» **Exercise instructions**
In the records below, copy the line that contains "pod. I'd be thankful for a quick response." and each line after it, word for word, through the last.

» **Source material**
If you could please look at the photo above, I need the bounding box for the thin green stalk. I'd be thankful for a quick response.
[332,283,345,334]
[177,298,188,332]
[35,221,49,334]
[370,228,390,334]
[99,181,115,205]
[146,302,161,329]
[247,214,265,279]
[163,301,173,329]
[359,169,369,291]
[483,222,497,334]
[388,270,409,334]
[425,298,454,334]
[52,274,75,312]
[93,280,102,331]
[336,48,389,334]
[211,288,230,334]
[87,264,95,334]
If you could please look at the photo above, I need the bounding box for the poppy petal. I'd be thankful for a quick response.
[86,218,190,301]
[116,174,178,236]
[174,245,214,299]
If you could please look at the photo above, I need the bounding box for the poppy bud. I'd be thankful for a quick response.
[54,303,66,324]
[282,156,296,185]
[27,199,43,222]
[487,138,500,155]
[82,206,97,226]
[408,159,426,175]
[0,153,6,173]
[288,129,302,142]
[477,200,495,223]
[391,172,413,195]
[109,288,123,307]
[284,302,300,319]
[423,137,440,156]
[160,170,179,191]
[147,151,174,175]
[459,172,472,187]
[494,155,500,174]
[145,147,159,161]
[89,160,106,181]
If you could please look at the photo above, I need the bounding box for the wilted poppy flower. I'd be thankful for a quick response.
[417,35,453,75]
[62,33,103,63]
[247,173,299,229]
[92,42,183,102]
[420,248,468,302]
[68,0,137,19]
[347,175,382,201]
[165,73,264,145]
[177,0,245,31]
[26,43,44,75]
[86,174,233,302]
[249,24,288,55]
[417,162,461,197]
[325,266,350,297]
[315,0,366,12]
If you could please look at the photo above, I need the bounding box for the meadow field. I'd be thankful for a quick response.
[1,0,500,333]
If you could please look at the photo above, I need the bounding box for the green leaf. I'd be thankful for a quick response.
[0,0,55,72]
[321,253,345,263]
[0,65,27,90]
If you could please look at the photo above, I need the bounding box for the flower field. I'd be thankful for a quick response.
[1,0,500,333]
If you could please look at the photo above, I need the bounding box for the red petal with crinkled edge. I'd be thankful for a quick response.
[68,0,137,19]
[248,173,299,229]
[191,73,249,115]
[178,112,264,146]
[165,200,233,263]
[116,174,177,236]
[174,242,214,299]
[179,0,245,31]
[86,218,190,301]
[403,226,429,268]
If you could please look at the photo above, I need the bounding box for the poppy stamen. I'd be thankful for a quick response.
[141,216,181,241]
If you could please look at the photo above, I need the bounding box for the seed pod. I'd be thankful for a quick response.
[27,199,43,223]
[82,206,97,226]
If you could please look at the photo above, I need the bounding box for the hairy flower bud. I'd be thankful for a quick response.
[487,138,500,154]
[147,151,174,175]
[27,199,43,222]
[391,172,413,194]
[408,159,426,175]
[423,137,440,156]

» **Output of the exercise**
If you could please look at the photo above, I need the bounding box for the seed pod. I'd be thankful for a quick response.
[27,199,43,223]
[82,206,97,226]
If you could please look at the photo above, I need the bounding box for the hairy flower bud. I'd be thankful for a quick response.
[487,138,500,154]
[147,151,174,175]
[27,199,43,222]
[391,172,413,194]
[408,159,426,175]
[423,137,440,156]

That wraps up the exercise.